**LIST OF TASKS**
[1] In the article about Dr Elizabeth Green, in which town did she grow up?
[2] Please reproduce word for word the stretch of the article about Dr Elizabeth Green from "After an application" through "base in Kalgoorlie.".
-------- SUPPLIED TEXT --------
It’s a calling many doctors will be familiar with – the one to make a difference. It was that calling that inspired Dr Elizabeth Green to follow a career in medicine.
Her desire to help others saw her travel from remote North Western Australia where she grew up in Kununurra to study medicine at the University of Melbourne.
After an application for a GP position got lost, a spur of the moment decision in 1988 saw Dr Green apply for a job at the Royal Flying Doctor Service (RFDS) Eastern Goldfields base in Kalgoorlie.
A number of experiences pinpoint Dr Green’s journey into medicine. One was seeing her dad treated in hospital for hepatitis as a young girl.

“That’s the first time I realised people get sick and I started thinking about that,” Dr Green told Medical Forum.
“Then when I was eight, I was in a plane with my dad – it was a Bible Society plane and we were travelling to an outback station – and a call comes from the RFDS to ask if we can divert to pick up a man who has fallen in a fire and is badly burned.
-------- DATA FOR ANALYSIS --------
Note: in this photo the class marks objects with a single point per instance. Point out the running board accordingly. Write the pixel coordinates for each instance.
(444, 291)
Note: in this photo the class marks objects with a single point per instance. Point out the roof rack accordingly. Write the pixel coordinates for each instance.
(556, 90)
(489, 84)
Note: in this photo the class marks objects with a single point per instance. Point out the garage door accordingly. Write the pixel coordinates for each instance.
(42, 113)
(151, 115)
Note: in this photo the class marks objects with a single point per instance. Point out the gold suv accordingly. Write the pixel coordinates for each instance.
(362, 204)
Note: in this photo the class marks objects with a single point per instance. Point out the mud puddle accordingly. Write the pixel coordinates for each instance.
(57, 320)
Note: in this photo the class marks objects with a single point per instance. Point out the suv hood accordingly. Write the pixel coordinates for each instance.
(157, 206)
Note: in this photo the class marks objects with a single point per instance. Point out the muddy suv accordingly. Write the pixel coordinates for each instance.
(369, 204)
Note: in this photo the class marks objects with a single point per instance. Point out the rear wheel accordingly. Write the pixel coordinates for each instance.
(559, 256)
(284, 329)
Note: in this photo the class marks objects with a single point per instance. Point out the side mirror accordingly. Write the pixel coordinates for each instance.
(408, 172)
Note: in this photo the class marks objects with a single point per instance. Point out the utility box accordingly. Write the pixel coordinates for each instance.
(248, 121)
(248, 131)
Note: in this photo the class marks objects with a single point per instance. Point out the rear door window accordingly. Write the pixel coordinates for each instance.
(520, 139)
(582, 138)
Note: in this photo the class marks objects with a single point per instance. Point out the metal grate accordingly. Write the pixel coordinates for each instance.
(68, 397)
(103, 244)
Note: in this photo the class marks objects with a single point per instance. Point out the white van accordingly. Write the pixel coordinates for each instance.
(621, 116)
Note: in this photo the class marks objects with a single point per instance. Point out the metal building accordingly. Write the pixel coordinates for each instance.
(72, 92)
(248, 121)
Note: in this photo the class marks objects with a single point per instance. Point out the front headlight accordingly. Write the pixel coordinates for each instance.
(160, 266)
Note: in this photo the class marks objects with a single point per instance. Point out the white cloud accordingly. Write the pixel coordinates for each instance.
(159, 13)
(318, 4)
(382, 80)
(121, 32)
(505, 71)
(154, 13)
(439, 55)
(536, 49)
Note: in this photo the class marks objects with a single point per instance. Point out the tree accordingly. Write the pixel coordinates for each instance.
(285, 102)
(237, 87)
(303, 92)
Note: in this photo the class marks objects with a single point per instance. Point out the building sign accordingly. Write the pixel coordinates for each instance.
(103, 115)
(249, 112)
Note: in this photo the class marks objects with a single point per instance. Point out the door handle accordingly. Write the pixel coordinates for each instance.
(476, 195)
--------
**RESPONSES**
[1] Kununurra, in remote North Western Australia.

[2]
After an application for a GP position got lost, a spur of the moment decision in 1988 saw Dr Green apply for a job at the Royal Flying Doctor Service (RFDS) Eastern Goldfields base in Kalgoorlie.